▶ _WHAT YOU SHOULD DO_: Work out how many lines in the data below contain "blue", and state that count with nothing added.

▶ _DATA TO PROCESS_:

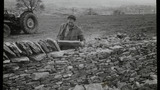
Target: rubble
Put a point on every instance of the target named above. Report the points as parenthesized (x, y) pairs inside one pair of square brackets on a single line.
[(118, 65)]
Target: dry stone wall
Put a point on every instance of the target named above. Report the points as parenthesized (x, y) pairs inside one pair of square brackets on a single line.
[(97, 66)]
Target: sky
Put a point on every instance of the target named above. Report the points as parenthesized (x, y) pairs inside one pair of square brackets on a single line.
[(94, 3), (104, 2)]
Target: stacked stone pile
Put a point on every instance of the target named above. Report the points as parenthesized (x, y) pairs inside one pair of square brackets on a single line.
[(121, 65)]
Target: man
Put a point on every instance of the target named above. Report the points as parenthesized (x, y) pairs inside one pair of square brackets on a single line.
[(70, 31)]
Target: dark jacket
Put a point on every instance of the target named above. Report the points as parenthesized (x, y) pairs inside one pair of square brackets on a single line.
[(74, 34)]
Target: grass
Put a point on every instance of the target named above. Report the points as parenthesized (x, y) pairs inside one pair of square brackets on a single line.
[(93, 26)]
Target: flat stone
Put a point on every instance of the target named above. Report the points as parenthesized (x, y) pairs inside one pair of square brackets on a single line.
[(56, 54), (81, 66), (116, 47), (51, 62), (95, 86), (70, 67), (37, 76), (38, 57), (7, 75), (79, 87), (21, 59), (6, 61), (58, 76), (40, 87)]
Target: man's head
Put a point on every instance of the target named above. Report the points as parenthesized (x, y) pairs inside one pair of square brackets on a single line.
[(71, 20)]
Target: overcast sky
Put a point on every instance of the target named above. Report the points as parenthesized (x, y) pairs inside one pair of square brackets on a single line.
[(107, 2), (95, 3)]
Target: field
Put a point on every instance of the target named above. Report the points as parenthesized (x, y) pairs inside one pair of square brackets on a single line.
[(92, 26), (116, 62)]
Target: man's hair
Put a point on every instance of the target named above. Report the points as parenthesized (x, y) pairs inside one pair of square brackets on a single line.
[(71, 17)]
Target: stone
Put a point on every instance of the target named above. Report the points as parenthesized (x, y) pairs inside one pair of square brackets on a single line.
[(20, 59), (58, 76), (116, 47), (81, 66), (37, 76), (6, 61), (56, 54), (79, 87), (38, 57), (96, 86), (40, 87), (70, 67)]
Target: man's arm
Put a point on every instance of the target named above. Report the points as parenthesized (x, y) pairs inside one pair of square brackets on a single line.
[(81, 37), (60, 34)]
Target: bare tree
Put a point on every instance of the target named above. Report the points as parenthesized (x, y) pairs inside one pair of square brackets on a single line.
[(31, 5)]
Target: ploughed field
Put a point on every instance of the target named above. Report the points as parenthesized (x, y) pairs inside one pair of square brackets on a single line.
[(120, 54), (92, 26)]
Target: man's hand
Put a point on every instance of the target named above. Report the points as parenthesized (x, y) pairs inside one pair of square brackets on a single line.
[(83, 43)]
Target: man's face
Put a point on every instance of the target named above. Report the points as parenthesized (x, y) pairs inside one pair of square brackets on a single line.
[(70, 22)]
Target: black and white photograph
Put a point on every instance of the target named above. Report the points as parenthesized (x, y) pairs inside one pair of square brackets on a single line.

---

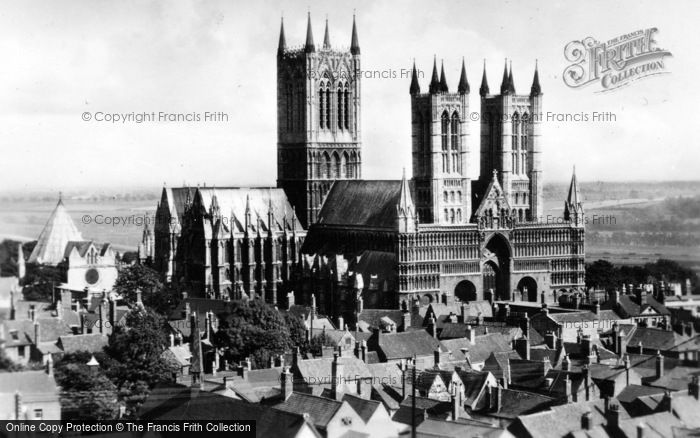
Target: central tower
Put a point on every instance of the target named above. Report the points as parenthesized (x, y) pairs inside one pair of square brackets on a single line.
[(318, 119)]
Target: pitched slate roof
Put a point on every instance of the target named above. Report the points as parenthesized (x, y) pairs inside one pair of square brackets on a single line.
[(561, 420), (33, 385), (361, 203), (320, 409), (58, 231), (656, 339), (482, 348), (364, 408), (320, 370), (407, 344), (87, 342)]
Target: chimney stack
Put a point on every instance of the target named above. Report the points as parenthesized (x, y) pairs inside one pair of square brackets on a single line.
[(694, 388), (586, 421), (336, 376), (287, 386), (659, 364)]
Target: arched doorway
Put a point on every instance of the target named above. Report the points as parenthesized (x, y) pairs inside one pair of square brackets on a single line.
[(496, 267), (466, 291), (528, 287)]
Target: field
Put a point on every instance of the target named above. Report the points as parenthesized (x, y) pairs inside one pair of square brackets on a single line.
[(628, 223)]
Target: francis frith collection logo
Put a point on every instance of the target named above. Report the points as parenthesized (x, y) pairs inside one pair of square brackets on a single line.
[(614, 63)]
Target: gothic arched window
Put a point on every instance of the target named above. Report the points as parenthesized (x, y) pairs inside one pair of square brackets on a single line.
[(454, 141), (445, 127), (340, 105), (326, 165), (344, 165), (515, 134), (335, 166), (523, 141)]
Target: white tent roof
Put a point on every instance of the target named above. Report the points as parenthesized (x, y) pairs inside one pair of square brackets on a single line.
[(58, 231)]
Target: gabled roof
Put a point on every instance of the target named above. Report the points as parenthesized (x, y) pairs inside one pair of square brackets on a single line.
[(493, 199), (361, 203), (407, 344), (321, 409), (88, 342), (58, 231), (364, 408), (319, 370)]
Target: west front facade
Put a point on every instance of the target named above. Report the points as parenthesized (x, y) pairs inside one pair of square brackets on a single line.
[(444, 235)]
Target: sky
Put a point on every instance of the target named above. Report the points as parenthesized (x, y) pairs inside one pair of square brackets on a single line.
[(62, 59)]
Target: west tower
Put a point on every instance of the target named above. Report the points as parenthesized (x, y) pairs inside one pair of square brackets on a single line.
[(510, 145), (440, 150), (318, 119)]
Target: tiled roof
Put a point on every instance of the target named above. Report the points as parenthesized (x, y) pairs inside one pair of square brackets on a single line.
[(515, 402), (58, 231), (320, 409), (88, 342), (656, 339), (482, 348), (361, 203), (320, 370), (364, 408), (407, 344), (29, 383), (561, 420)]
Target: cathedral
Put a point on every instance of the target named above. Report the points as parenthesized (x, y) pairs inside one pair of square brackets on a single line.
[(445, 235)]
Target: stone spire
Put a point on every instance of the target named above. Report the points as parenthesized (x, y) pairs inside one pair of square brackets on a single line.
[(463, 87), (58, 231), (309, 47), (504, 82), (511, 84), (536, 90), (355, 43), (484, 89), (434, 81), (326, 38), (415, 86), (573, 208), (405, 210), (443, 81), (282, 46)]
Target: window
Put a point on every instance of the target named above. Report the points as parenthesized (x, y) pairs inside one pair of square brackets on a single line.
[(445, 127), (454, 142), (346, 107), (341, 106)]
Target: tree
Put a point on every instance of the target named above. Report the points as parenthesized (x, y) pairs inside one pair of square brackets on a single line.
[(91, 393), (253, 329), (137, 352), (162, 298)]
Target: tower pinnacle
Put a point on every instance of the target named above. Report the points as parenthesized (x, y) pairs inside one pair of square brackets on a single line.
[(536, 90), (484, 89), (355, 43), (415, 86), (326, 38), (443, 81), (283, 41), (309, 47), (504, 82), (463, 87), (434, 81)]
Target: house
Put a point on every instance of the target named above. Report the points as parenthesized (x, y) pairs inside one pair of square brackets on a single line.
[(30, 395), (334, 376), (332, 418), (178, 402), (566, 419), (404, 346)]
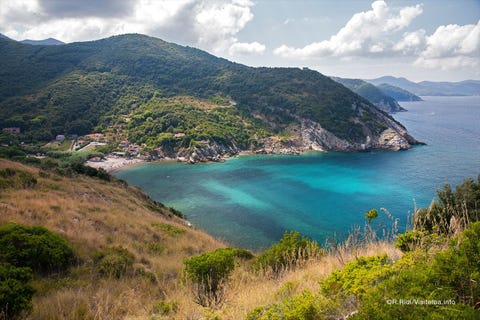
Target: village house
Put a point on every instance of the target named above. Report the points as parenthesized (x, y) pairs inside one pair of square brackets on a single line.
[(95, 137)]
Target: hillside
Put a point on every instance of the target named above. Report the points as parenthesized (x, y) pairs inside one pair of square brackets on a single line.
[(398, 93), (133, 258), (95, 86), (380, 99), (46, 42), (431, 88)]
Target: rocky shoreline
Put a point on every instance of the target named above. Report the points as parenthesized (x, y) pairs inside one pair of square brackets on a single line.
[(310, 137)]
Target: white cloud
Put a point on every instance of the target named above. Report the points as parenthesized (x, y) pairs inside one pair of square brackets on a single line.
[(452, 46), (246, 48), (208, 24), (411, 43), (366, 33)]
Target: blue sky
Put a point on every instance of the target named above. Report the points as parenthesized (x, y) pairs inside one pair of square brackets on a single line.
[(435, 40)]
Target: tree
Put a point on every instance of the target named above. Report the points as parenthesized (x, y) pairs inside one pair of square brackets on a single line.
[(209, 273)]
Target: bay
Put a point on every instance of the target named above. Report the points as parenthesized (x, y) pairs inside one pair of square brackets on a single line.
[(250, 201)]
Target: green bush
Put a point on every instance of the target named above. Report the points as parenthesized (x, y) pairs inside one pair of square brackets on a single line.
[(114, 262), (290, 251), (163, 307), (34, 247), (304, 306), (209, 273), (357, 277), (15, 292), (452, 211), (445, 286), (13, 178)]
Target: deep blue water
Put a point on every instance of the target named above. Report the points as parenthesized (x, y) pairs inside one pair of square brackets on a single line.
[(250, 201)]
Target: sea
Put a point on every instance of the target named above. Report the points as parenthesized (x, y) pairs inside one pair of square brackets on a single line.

▶ _RESPONSE BOX_: 2